**CONSEGNA**
Prosegui il brano sugli allarmi per l'intelligenza artificiale, riprendendo subito dopo la sua ultima frase.

**BRANO DA ESAMINARE**
Ed è a questo proposito che Harari ha scritto un allarmato saggio sulle colonne dell’«Economist». Egli si è e ci ha chiesto: «cosa accadrebbe una volta che un’intelligenza non umana diventa migliore dell’umano medio nel raccontare storie, comporre melodie, disegnare immagini e scrivere leggi e scritture»? Più che al mondo scolastico, musicale o cinematografico la domanda era immediatamente posta in relazione a prossimi, decisivi appuntamenti politici e istituzionali: magari la prossima corsa presidenziale americana nell’ormai vicinissimo 2024. Quale «l’impatto degli strumenti di intelligenza artificiale, AI, che possono essere realizzati per produrre in massa contenuti politici, notizie false e scritture per nuovi culti»? Di fatto l’AI è uscita dai laboratori per dilagare e coinvolgere milioni di persone in relazioni dirette, di fatto intime. Ma oggi, constata Harari, «in una battaglia politica per le menti e i cuori, l’intimità è l’arma più efficace». Ed allora cosa accade «alla società umana e alla psicologia umana mentre l’AI combatte un’altra AI in una battaglia per fingere relazioni intime con noi, che possono quindi essere utilizzate per convincerci a votare per determinati politici o acquistare determinati prodotti»? Cosa accadrà al corso della storia quando, incalza Harari,  «l’intelligenza artificiale prenderà il sopravvento sulla cultura e comincerà a produrre storie, melodie, leggi e religioni? Strumenti precedenti come la stampa e la radio hanno contribuito a diffondere le idee culturali degli esseri umani, ma non hanno mai creato nuove idee culturali proprie. L’AI è fondamentalmente diversa …  può creare idee completamente nuove, una cultura completamente nuova».

Allarmi simili sono venuti da più parti, persino da personaggi quali Elon Musk,  che di questi sviluppi ultimi di scienza e tecnologia è uno dei diretti responsabili, o Henry Kissinger, addirittura, uno dei facitori del mondo che abitiamo. Da tempo ha preso a interrogarsi su questi nuovi orizzonti e a collaborare con quanti provano a evitare disastri. Suo l’interrogativo: cosa accade nel caso in cui «in una possibile situazione in tempo di guerra, l’intelligenza artificiale raccomandi di agire in un dato modo, considerato tremendamente poco saggio dal presidente e dai suoi consiglieri»?  Grandi orizzonti nella risposta: «fare con l’intelligenza artificiale quanto fatto con le armi nucleari: richiamare l’attenzione generale sull’impatto di questa nuova evoluzione».

**MATERIALE PRESENTATO**

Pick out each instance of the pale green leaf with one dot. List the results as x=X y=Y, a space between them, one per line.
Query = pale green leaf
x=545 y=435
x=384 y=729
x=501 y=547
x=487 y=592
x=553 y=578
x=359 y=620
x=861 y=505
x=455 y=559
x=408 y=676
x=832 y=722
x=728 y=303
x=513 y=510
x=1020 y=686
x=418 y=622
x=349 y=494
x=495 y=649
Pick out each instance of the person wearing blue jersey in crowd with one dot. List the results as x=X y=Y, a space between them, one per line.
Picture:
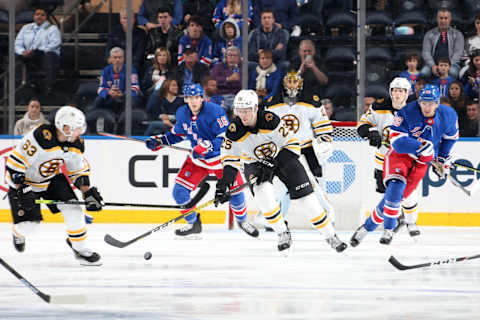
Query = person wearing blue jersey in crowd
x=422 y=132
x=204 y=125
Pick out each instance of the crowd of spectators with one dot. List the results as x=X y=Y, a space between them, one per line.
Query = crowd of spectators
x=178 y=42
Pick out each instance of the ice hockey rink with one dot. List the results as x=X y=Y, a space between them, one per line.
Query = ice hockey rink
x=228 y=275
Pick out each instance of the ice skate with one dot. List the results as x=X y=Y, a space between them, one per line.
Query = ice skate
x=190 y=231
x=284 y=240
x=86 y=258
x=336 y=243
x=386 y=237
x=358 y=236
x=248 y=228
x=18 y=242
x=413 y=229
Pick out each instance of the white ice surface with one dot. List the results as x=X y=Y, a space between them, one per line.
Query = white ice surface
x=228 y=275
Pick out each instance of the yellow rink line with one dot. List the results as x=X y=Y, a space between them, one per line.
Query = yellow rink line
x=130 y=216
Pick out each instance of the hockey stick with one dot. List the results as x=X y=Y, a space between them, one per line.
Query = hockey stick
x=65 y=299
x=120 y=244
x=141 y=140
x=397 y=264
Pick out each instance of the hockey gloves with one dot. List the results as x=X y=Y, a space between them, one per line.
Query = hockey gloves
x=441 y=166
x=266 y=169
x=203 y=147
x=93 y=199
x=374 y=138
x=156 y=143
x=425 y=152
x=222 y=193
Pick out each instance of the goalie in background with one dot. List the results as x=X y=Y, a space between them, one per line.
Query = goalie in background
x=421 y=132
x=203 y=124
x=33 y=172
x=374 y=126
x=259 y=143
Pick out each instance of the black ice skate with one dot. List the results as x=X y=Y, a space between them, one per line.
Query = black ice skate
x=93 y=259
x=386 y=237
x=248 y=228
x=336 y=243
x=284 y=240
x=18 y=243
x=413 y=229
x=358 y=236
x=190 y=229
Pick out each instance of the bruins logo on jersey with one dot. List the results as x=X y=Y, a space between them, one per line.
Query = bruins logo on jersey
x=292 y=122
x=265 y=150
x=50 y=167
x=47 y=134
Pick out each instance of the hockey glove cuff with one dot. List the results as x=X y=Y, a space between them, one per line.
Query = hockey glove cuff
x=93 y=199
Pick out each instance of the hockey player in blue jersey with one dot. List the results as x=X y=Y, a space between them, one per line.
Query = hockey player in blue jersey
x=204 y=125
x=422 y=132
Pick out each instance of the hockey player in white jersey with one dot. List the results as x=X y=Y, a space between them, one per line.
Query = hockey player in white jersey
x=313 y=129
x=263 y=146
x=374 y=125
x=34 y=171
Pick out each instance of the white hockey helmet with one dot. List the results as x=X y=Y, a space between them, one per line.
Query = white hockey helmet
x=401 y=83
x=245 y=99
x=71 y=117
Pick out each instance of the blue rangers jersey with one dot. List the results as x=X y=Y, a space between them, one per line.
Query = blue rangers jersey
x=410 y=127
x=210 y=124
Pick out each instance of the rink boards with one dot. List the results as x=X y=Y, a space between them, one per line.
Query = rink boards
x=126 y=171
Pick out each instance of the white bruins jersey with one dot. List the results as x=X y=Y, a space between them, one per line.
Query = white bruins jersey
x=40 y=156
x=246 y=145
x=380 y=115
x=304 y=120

**RISULTATO DEL COMPITO**
Parecchio più meditati e promettenti magari i richiami di scienziati e tecnici da tempo immersi direttamente in ricerche sul campo. A tratto comune di tutte le denunce l’appello al controllo, ma soprattutto all’eguaglianza, alla necessità di garantire a tutti accesso e condizioni paritarie e chiare di utilizzo. Soprattutto di fronte al rischio che ad avvantaggiarsi di simili ritrovati siano regimi autocratici: le notizie dall’estremo oriente non sono confortanti in proposito. Lì la corsa è già iniziata sia pur rallentata dalla morsa di censura e controllo dall’alto.

A mettere urgenza – al di là di stucchevoli interrogativi sulla reale natura di strumenti quali ChatGPT in rapporto all’intelligenza umana – è la natura della posta in gioco. È sempre Harari a rilanciare: «le armi nucleari non possono inventare armi nucleari più potenti. AI può rendere esponenzialmente più potente AI. Abbiamo appena incontrato un’intelligenza aliena, qui sulla Terra. Non ne sappiamo molto, tranne che potrebbe distruggere la nostra civiltà. Dovremmo porre fine all’utilizzo irresponsabile degli strumenti di intelligenza artificiale nella sfera pubblica e regolamentare l’AI prima che sia lei a regolare noi».

Sotto l’urto di queste epocali innovazioni l’eguaglianza cessa di essere un’aspirazione, un sogno o una cappa, secondo i vari punti di vista. Ora diventa un bisogno, il primo bisogno. Per non perdere il controllo.

PS. Seguendo sempre i consigli di Harari, meglio precisare. Questo testo è il prodotto di un umano. Segue firma autentica non prodotta artificialmente.